Only one stretch of the listing below is wanted. Give it again exactly, from the line with "Target: window frame" through the line with "Spot the street".

EXERCISE MATERIALS START

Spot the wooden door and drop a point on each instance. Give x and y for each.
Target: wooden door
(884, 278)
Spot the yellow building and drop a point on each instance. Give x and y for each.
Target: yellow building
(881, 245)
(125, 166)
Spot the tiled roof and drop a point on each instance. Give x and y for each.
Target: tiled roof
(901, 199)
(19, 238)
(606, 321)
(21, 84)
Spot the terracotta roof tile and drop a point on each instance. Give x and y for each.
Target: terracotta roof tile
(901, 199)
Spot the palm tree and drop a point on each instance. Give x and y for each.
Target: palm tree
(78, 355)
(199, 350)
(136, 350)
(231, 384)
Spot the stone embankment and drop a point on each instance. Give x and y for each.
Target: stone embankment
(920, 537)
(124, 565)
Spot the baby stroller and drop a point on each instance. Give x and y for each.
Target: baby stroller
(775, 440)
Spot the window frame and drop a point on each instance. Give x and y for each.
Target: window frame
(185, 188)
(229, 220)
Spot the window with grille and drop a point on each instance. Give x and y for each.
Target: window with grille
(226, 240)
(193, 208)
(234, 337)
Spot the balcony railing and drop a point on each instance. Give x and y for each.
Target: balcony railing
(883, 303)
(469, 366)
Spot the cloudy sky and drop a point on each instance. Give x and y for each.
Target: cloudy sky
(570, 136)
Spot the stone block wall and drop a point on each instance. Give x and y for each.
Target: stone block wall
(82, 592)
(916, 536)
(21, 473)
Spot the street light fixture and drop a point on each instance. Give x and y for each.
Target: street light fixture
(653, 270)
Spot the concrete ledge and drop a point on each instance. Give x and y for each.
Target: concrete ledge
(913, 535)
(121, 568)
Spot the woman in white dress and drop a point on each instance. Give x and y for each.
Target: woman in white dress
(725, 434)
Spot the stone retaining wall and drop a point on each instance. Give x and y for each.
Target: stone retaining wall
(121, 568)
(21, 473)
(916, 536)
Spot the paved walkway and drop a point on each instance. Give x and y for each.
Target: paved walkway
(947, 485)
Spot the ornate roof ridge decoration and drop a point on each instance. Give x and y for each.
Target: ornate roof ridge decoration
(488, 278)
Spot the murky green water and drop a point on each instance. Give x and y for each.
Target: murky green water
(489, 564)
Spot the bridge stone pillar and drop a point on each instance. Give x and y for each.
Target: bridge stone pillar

EXERCISE MATERIALS END

REPLY TO THE TASK —
Target: window frame
(185, 188)
(229, 220)
Spot the window with grille and drop a point on each instance. Give x and y for each.
Target: window with grille
(226, 240)
(193, 208)
(234, 337)
Spot the balcony railing and drop a point on each instance. Give x and y for each.
Target: balcony railing
(883, 303)
(469, 366)
Spot the cloudy sky and drop a point on each instance. Give x and y for each.
Target: cloudy sky
(570, 136)
Spot the stone block wall and drop a point on each instance. Give x and y for each.
Target: stone block wall
(82, 592)
(916, 536)
(21, 473)
Spot the street light fixture and drop a point on each instance. Give x and y for each.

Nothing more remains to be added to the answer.